Your tasks
1. Please transcribe the stretch of the SES passage from "Tables 3 , 4" through "or ethnic group.".
2. In the SES passage, how is advanced NPC defined?
3. List every characteristic that the SES passage names as a basis for comparing differences in outcomes across groups.

Extract to read
####################

Tables 3 , 4 , 5 present step-wise addition of SES to the multivariable regression analyses for DSS, presenting with advanced NPC, defined as stage III or IV and receiving multimodal therapy, respectively. Comparing the two models within each table reveals the extent to which observed differences in outcomes across age, sex, race, and ethnicity can be statistically accounted for by underlying differences in SES between those groups. In other words, meaningful differences in the odds ratio (OR) or hazard ratio (HR) between the two models indicate that SES is a driver in the differences in outcomes for a certain age, sex, racial, or ethnic group.
Table 3. Cox's proportional hazards regression models for disease-specific survival. SES is incorporated in a step-wise analysis: model 1 without SES and model 2 with SES.

####################

Collected data
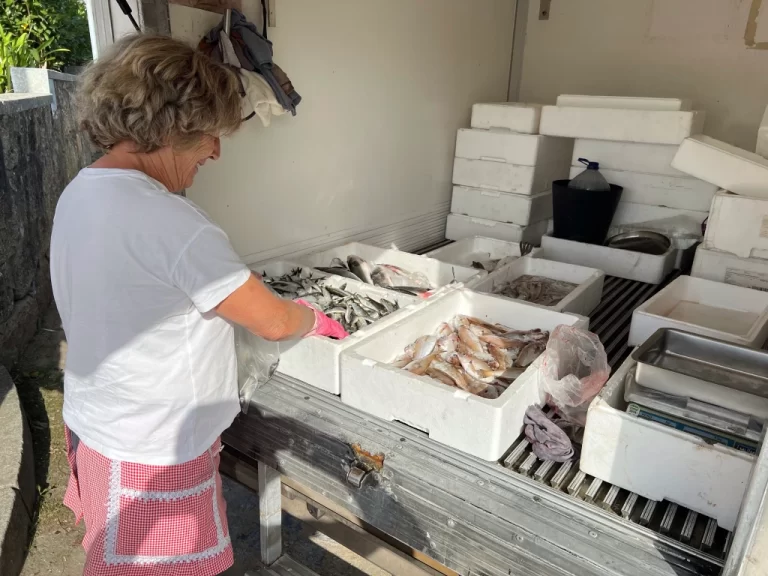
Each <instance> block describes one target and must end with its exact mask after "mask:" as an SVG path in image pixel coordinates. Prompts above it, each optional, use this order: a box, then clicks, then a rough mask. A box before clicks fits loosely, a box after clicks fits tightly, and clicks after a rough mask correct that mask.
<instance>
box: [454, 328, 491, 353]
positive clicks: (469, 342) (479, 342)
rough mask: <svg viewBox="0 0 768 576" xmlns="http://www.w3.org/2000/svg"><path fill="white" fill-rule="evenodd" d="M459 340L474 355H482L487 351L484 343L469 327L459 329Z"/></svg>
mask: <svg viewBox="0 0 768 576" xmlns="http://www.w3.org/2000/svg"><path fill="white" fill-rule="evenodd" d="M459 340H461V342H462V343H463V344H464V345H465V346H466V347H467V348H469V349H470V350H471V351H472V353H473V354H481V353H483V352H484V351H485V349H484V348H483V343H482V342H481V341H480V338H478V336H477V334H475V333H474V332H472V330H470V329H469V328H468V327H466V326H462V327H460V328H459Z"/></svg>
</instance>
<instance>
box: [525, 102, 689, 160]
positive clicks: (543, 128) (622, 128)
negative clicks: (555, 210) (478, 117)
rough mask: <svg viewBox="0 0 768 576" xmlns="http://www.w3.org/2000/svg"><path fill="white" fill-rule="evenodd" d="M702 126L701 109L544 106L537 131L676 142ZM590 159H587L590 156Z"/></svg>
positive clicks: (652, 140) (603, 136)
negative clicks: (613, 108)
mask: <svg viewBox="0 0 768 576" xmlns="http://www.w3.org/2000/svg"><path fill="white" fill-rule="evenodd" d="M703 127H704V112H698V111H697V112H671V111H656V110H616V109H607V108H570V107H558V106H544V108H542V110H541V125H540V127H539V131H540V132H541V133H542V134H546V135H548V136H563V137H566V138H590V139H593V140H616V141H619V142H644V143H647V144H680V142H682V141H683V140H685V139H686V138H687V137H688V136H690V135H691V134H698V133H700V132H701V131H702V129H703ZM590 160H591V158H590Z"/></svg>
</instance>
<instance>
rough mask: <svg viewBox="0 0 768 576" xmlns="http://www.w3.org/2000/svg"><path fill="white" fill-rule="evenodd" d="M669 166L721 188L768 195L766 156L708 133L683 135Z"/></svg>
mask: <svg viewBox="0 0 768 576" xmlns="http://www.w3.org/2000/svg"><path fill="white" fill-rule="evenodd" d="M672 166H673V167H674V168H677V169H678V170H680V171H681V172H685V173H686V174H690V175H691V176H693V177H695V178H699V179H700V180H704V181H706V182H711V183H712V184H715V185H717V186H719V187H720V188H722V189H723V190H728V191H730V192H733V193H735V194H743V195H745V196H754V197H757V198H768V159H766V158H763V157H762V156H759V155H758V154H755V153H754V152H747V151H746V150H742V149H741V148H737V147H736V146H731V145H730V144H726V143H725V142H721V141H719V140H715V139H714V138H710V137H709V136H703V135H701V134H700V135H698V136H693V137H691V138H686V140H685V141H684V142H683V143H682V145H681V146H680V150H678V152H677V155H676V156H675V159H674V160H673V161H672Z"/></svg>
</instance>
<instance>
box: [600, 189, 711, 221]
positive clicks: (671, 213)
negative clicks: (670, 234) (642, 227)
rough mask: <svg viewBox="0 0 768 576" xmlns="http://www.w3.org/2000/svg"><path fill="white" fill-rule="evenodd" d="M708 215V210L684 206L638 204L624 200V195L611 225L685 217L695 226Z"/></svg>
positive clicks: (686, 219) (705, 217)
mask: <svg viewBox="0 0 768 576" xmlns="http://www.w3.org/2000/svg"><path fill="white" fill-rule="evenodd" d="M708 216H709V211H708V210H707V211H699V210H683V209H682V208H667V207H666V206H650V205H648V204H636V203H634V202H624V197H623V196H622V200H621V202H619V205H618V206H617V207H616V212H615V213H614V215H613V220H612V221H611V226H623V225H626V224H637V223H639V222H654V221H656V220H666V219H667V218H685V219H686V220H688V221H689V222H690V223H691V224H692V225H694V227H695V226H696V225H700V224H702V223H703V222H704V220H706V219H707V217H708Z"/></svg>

####################

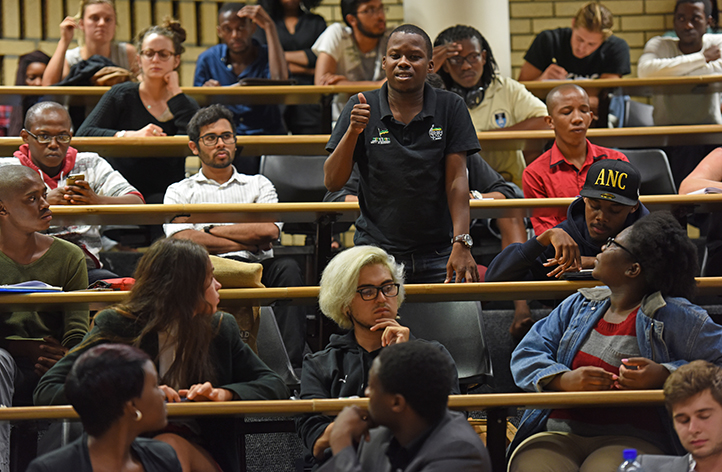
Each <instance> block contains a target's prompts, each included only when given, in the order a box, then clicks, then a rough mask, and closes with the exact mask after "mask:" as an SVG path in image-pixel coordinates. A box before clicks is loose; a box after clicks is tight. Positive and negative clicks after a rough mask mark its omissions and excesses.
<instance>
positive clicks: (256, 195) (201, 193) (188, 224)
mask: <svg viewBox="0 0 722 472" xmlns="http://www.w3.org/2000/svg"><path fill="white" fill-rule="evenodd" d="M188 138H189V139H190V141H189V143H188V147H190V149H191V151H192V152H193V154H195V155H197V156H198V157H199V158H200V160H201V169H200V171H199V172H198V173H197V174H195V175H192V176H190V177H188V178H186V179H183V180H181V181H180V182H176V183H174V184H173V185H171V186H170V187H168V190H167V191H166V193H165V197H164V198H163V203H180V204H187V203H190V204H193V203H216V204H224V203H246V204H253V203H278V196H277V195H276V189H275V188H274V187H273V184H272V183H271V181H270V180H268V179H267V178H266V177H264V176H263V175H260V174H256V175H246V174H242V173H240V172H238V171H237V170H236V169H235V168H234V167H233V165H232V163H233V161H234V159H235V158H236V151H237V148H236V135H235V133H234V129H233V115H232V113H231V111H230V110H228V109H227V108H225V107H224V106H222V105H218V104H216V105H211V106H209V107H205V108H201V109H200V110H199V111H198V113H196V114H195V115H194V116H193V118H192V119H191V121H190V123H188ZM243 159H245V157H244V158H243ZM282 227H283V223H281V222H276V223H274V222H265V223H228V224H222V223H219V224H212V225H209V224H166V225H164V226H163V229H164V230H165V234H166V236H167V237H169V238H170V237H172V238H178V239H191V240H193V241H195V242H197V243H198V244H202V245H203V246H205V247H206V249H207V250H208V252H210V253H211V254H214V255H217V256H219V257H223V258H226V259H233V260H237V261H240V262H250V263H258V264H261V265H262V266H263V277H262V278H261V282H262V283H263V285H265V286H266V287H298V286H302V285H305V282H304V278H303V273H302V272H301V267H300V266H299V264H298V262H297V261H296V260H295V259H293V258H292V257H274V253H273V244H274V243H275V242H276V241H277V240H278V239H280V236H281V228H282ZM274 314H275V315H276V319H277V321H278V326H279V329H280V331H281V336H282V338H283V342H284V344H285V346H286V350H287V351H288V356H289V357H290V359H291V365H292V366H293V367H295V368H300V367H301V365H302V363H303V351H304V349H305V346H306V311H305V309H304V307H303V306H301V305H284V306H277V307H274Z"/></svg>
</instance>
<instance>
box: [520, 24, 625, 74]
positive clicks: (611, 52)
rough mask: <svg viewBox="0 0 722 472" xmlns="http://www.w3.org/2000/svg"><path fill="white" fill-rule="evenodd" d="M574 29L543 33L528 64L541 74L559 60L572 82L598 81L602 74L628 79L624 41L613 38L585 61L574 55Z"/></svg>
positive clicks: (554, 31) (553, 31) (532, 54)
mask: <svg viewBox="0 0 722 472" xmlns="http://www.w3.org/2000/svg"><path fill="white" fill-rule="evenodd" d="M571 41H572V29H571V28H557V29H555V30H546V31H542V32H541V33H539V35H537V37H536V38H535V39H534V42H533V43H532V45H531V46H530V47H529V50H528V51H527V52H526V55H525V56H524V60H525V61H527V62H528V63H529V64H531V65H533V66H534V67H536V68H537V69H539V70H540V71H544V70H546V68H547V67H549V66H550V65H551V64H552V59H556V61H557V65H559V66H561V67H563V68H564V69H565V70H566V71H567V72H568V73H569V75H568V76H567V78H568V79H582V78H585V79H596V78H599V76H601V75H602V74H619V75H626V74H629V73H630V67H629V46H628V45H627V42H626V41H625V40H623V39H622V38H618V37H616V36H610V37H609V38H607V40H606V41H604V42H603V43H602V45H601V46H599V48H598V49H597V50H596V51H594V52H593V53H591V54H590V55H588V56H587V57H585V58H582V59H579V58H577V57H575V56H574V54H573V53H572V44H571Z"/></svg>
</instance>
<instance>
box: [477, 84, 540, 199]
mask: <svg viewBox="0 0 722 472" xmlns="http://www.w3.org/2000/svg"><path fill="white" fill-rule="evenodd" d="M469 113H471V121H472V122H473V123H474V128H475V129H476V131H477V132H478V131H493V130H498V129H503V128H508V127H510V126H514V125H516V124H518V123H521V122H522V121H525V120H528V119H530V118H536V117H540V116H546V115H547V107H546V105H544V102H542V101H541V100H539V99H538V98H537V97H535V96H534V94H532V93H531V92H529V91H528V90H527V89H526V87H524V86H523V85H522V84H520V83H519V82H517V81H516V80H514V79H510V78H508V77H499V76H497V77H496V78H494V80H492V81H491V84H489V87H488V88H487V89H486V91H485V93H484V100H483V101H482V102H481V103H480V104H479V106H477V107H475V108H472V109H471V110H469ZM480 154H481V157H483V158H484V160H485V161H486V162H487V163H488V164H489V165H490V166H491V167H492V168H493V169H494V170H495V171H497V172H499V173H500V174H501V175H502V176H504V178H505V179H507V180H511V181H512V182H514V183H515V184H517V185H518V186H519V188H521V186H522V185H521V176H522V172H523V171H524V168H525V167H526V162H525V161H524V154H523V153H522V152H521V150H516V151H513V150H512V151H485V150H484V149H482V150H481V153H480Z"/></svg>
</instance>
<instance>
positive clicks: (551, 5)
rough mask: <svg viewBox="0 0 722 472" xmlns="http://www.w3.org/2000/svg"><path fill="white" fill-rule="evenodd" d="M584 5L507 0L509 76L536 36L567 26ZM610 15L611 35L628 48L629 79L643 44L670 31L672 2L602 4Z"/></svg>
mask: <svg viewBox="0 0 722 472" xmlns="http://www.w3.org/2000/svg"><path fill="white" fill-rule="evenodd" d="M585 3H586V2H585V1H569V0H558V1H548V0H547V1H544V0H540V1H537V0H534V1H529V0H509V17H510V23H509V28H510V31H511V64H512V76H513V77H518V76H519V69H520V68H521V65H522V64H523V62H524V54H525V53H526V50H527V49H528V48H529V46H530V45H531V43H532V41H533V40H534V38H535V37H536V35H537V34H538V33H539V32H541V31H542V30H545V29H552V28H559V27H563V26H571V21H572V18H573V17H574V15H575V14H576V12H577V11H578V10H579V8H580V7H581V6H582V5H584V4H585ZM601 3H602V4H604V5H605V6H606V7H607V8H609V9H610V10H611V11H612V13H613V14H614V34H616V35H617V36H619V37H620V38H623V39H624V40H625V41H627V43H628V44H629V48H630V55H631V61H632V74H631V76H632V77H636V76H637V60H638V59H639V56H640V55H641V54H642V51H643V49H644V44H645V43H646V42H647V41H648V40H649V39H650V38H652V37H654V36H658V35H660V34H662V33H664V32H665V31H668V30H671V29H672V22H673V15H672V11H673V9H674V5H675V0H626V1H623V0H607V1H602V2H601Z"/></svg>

####################

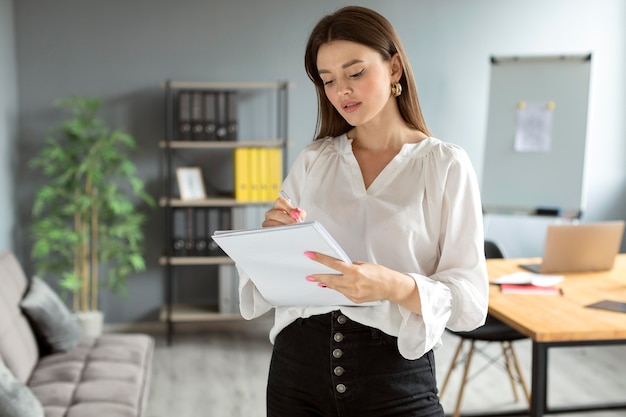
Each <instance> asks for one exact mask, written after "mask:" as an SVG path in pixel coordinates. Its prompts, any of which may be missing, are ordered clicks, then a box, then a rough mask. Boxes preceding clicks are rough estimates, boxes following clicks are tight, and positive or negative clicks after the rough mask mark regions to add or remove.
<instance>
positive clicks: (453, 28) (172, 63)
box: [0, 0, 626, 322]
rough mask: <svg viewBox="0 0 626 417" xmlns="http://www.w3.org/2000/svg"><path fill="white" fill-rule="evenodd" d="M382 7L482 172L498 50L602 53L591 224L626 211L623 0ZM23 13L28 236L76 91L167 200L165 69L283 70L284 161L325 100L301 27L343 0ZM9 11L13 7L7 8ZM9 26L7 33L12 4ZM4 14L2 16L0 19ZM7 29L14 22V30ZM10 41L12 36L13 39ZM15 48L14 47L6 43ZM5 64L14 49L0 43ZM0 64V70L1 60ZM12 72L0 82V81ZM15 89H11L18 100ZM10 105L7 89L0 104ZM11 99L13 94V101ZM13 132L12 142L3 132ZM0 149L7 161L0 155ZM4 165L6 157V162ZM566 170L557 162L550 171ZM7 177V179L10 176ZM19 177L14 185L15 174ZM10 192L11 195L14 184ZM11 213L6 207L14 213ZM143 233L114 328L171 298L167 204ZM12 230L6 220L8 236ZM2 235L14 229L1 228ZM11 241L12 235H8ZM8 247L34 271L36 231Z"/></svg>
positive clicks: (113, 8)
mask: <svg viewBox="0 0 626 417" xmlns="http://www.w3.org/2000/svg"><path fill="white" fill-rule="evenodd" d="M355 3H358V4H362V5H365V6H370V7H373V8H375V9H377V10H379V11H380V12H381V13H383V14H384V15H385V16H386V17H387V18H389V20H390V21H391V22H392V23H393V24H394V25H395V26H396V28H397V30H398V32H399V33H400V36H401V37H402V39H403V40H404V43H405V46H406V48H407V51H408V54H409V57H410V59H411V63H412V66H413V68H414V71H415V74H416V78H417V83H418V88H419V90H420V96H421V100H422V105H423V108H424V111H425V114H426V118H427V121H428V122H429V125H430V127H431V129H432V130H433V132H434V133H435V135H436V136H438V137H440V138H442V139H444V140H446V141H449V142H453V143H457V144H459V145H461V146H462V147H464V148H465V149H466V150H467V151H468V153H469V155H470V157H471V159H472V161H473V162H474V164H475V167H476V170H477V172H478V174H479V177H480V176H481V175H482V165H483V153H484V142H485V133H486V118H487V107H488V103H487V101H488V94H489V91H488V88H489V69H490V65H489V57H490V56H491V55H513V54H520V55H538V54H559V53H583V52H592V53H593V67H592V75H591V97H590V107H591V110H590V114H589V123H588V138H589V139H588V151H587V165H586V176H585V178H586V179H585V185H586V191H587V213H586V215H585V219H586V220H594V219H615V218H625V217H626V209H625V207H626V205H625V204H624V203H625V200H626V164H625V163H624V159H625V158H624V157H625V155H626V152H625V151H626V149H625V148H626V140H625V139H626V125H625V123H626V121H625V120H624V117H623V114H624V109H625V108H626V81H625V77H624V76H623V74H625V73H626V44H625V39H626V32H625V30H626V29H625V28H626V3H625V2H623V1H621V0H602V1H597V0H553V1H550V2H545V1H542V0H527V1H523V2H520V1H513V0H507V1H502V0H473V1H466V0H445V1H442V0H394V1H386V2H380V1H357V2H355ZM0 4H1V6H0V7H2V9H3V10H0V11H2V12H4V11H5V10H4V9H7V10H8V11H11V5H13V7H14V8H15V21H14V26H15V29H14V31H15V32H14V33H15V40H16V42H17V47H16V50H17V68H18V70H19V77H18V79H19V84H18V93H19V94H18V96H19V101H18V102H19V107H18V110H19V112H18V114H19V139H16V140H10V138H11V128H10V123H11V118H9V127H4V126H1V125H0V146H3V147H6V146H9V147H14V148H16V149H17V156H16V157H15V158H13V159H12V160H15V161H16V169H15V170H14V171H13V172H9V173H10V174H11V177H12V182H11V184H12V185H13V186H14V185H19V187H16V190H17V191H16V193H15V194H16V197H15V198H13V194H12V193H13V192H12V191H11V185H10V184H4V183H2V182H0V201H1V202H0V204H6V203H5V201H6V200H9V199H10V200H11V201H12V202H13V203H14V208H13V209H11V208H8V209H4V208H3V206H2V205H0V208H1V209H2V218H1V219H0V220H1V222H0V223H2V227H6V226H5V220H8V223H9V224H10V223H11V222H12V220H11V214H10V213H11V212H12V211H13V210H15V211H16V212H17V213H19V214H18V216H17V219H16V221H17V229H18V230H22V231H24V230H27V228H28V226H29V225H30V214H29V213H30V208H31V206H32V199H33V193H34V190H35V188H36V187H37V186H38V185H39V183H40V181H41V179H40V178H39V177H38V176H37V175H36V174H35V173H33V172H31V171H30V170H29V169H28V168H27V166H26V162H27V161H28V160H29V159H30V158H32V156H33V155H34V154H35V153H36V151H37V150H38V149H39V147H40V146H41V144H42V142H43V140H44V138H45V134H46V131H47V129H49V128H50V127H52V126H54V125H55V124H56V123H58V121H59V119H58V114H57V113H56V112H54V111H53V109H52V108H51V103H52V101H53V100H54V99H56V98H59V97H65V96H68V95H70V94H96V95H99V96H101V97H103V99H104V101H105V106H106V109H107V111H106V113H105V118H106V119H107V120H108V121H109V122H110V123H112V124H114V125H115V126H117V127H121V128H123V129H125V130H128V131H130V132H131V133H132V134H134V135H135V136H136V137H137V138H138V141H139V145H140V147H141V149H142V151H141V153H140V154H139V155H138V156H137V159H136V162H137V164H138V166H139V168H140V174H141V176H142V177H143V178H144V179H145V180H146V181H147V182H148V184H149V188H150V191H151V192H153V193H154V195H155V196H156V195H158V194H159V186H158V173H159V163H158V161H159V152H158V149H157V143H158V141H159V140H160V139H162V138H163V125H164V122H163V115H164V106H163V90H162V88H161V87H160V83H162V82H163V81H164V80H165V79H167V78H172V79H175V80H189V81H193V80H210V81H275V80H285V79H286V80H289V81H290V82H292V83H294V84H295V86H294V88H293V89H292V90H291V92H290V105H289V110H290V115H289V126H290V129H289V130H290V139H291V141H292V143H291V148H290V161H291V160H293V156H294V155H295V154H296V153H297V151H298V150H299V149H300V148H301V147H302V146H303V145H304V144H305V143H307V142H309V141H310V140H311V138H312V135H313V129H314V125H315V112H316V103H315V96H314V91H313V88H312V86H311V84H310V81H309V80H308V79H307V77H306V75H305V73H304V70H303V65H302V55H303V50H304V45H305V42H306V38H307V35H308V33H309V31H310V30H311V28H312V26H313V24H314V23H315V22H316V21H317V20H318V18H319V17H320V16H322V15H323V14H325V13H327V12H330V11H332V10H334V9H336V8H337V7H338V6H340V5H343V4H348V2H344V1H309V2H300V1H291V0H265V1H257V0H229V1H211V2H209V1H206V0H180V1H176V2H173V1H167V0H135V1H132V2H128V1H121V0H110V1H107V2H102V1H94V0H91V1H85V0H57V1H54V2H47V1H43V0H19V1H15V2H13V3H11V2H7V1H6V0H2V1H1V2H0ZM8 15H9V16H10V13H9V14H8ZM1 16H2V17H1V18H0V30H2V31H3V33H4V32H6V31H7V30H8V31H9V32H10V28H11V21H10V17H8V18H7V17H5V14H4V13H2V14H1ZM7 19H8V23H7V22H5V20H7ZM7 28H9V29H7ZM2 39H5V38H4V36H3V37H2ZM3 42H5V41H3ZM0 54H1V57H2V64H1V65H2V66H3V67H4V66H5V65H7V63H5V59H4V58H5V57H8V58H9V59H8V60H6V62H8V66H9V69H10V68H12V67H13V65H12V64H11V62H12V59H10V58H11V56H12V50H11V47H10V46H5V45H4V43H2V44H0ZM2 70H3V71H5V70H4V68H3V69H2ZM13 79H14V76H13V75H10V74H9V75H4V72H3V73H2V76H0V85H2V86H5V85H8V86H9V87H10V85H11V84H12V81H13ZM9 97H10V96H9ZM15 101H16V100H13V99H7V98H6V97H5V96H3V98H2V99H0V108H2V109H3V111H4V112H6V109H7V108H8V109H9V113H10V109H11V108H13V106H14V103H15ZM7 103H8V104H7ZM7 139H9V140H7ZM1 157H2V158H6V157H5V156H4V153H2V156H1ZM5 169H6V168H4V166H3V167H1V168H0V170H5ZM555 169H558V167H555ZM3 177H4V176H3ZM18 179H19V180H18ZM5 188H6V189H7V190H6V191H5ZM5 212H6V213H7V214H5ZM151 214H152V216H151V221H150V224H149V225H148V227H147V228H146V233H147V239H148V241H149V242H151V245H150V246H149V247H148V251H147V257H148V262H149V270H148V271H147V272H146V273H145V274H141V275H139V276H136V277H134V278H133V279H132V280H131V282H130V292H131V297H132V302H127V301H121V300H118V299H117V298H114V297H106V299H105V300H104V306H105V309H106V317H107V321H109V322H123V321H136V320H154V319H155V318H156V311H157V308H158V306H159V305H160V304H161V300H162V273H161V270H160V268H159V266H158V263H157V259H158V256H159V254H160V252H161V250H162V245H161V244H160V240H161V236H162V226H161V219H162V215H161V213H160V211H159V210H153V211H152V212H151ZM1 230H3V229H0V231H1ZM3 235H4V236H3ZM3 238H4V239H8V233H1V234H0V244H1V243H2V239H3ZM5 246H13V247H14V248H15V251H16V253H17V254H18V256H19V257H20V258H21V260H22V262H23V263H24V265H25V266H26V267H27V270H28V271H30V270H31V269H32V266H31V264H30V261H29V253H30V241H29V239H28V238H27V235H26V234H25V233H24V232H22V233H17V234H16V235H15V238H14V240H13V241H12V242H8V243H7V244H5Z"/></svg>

####################

Task solutions
1.
Tables 3 , 4 , 5 present step-wise addition of SES to the multivariable regression analyses for DSS, presenting with advanced NPC, defined as stage III or IV and receiving multimodal therapy, respectively. Comparing the two models within each table reveals the extent to which observed differences in outcomes across age, sex, race, and ethnicity can be statistically accounted for by underlying differences in SES between those groups. In other words, meaningful differences in the odds ratio (OR) or hazard ratio (HR) between the two models indicate that SES is a driver in the differences in outcomes for a certain age, sex, racial, or ethnic group.

2. As stage III or IV.

3. Age, sex, race, ethnicity